Stored items from a collection:
* * *

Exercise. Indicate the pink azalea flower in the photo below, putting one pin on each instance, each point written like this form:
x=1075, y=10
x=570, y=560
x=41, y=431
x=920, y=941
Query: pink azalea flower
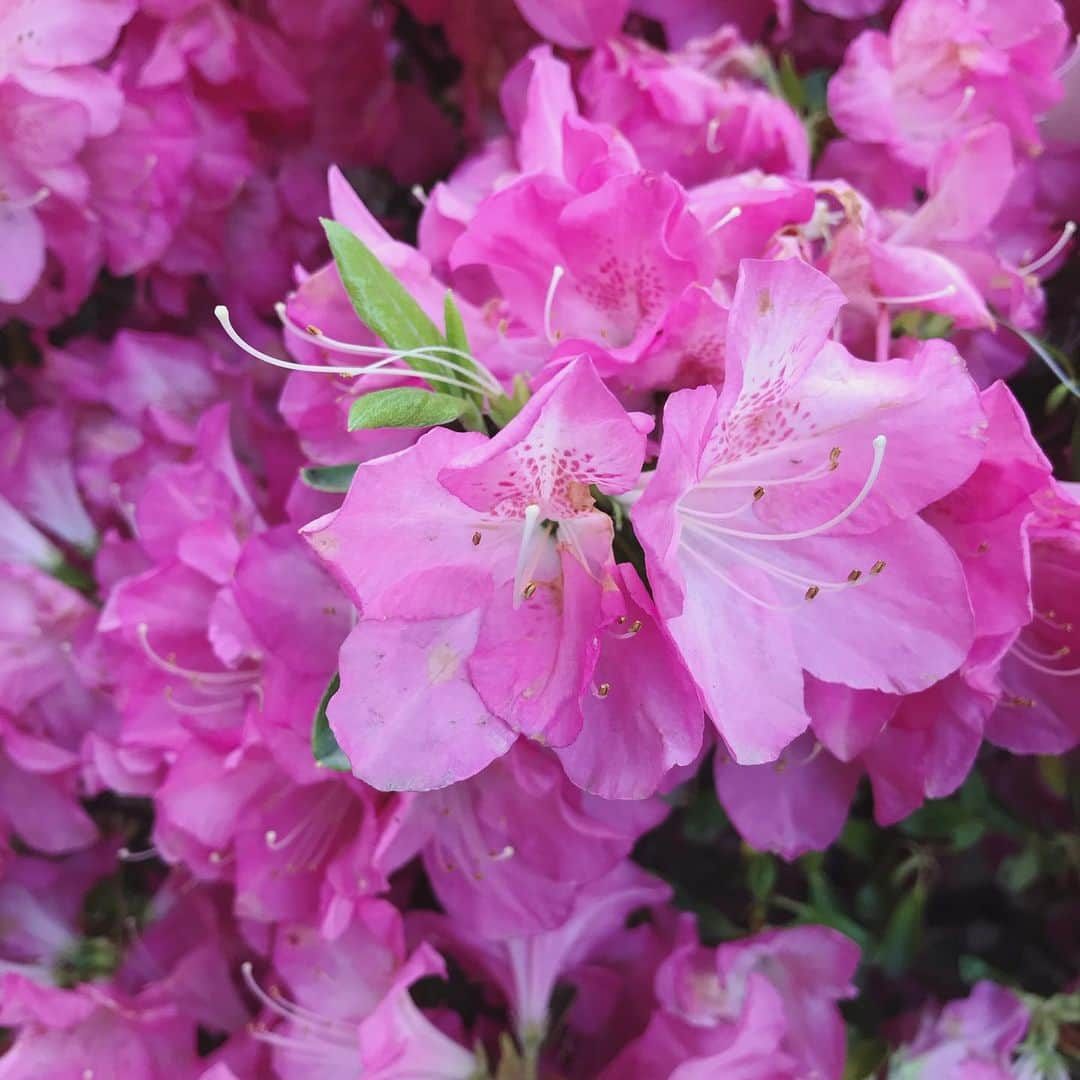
x=693, y=115
x=510, y=851
x=945, y=67
x=350, y=1010
x=1039, y=674
x=577, y=25
x=770, y=574
x=973, y=1037
x=491, y=625
x=526, y=968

* * *

**Work instructions**
The response should repeat each record precisely and contain no pictures.

**Result**
Exercise. Indicate the pink azalea flower in the photo below, putting one pin on each instance, each point written like this form:
x=1075, y=10
x=570, y=560
x=41, y=431
x=920, y=941
Query: pink azalea flower
x=693, y=115
x=510, y=851
x=945, y=67
x=350, y=1010
x=1039, y=674
x=577, y=25
x=770, y=574
x=973, y=1037
x=491, y=625
x=526, y=968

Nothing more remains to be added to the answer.